# [Your tasks]
- 1) According to the excerpt on the Lower Goru Formation, how many identifiable third-order sequences does the formation have?
- 2) Copy word for word the part of the Lower Goru Formation excerpt starting with "The Lower Goru Formation has" and going on through "and available literature.".
- 3) Continue the excerpt on the Lower Goru Formation from the point where it ends.

# [Excerpt]

Gross Depositional Map across the study area

Fig. 13
figure 13

Net Sand Isopach maps of third-order lowstand system tracts (LG1 to LG9 sequences) of Lower Goru Formation. Black arrows indicate the source directions while yellow fill shows the net sand thickness of more than 10 m

Table 1 Showing ranges of effective Porosity and permeability against third-order lowstand system tracts of Lower Goru Formation (LG1_LST to LG9_LST)
Fig. 14
figure 14

Porosity maps showing the spatial variation of effective porosity in the third-order lowstand system tracts (LG1 to LG9 sequences) of Lower Goru Formation

Results and discussion

The primary focus of this study was to develop a third-order sequence stratigraphic framework; however, second-order sequence stratigraphic surfaces have also been identified. The second-order sequence has a time duration of 20 million years, while third-order cycles have a typical duration of approximately 2 million years (Catuneanu et al. 2011). The Lower Goru Formation consists of one  and half  second-order sequences, identifiable on well data (Fig. 8). The available well data in the studied area were stratigraphically associated with the regional stratigraphic sequence (Haq et al. 1987; Handford and Loucks 1993).

The Lower Goru Formation has eleven identifiable third-order sequences (LG-1 to LG-11) which are correlated in all the wells (Figs. 8, 9, 10). However, the emphasis is given to the first nine complete sequences because the principal reservoirs of the Lower Goru Formation are located within these sequences (LG-1 to LG-9) in the study area. The sequences found are numbered in ascending stratigraphic order, i.e. LG-1 to LG-9. In each third-order sequence, significant surfaces (sequence boundary, transgressive surface and maximum flooding surface) were identified. A gross depositional facies map (Fig. 12) and a 2D depositional model (Fig. 5) were built to understand the depositional setting of the Lower Goru Formation based on well cuttings, log motifs, seismic interpretation and available literature.

# [Dataset content]
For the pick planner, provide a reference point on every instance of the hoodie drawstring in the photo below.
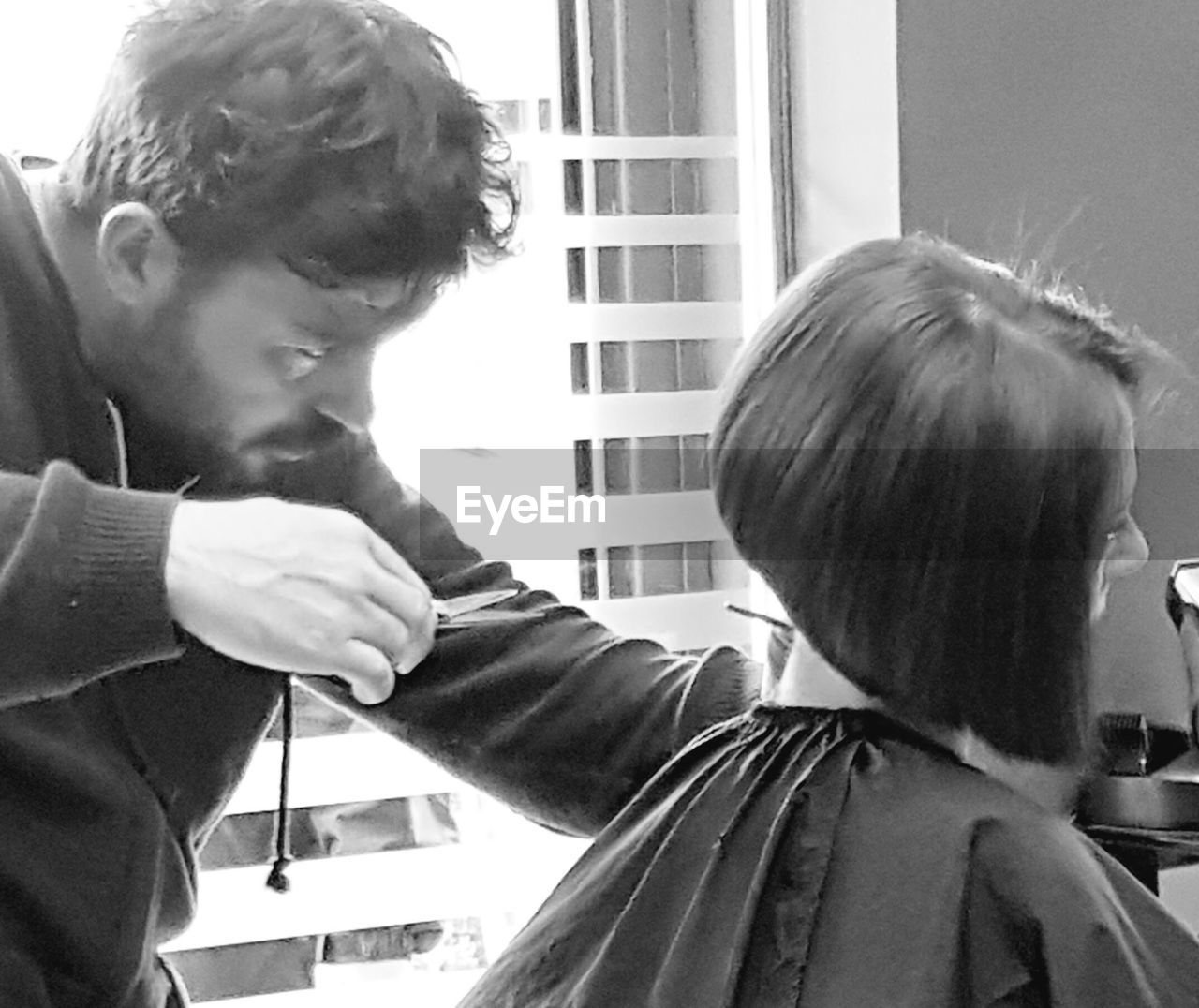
...
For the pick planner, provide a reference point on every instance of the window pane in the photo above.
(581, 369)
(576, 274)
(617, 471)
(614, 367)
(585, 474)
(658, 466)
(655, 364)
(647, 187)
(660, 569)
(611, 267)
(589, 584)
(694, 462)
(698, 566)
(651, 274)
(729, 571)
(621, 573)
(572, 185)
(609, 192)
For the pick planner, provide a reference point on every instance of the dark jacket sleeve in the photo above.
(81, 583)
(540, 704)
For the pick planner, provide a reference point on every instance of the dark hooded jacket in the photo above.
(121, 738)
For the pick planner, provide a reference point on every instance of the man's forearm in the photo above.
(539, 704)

# [Final answers]
- 1) Eleven third-order sequences, LG-1 to LG-11.

- 2)
The Lower Goru Formation has eleven identifiable third-order sequences (LG-1 to LG-11) which are correlated in all the wells (Figs. 8, 9, 10). However, the emphasis is given to the first nine complete sequences because the principal reservoirs of the Lower Goru Formation are located within these sequences (LG-1 to LG-9) in the study area. The sequences found are numbered in ascending stratigraphic order, i.e. LG-1 to LG-9. In each third-order sequence, significant surfaces (sequence boundary, transgressive surface and maximum flooding surface) were identified. A gross depositional facies map (Fig. 12) and a 2D depositional model (Fig. 5) were built to understand the depositional setting of the Lower Goru Formation based on well cuttings, log motifs, seismic interpretation and available literature.

- 3)
Third-order sequences

All third-order cycles in the study area are correlated (Fig. 8). The basal sequence boundary (SB), i.e. LG1-SB, was picked on the sharp-based sandstone package, marking the abrupt transition from the underlying Sembar Formation to the lowermost of the Goru Formation. Overlying sequences display well-developed third-order sequence architecture with blocky, sand-rich lowstand packages overlain by retrograding TST packages and subsequent progradational HSTs. However, these sequences become more mud-prone and fine-grained upwards in the TSTs and HSTs of the second-order sequences (Figs. 8, 9, 10 and 11).

After the deposition of Sembar Formation sequences, relative sea-level continued to rise during the latter part of Early Cretaceous till Late Cretaceous, causing an overall retrogradation of the basin margin, as evident from second-order SB (LG1_SB) to second-order maximum flooding surface (LG9_MFS) (Figs. 8, 11). This gradual and long-term base-level rise and sea-level still stand (third-order eustatic or tectono-eustatic sea-level cycles), punctuated by high-frequency fourth- and fifth-order relative sea-level fluctuations, led to the deposition of aggradational to westerly prograding clastic wedges that rarely reached the edge of the shelf built by the Sembar Formation (Munir et al. 2011). An active longshore drift and tidal influence (wave- and tide-dominated systems) restricted these sands to the south-east on the shelf where they formed a ramp that gradually deepened to the north-west (Fig. 12).

Nine third-order sequences (LG-1 to LG-9) have been focused in the region being studied. These sequences have been drilled in almost all wells of the study area except the well W-29 where the sequences from LG-1 to LG-7 are completely absent due to erosion or non-deposition while sequence LG-8 is partially deposited and sequence LG-9 is completely deposited and drilled in this well (Fig. 10). Two broad packages of third-order sequences are discussed in detail below.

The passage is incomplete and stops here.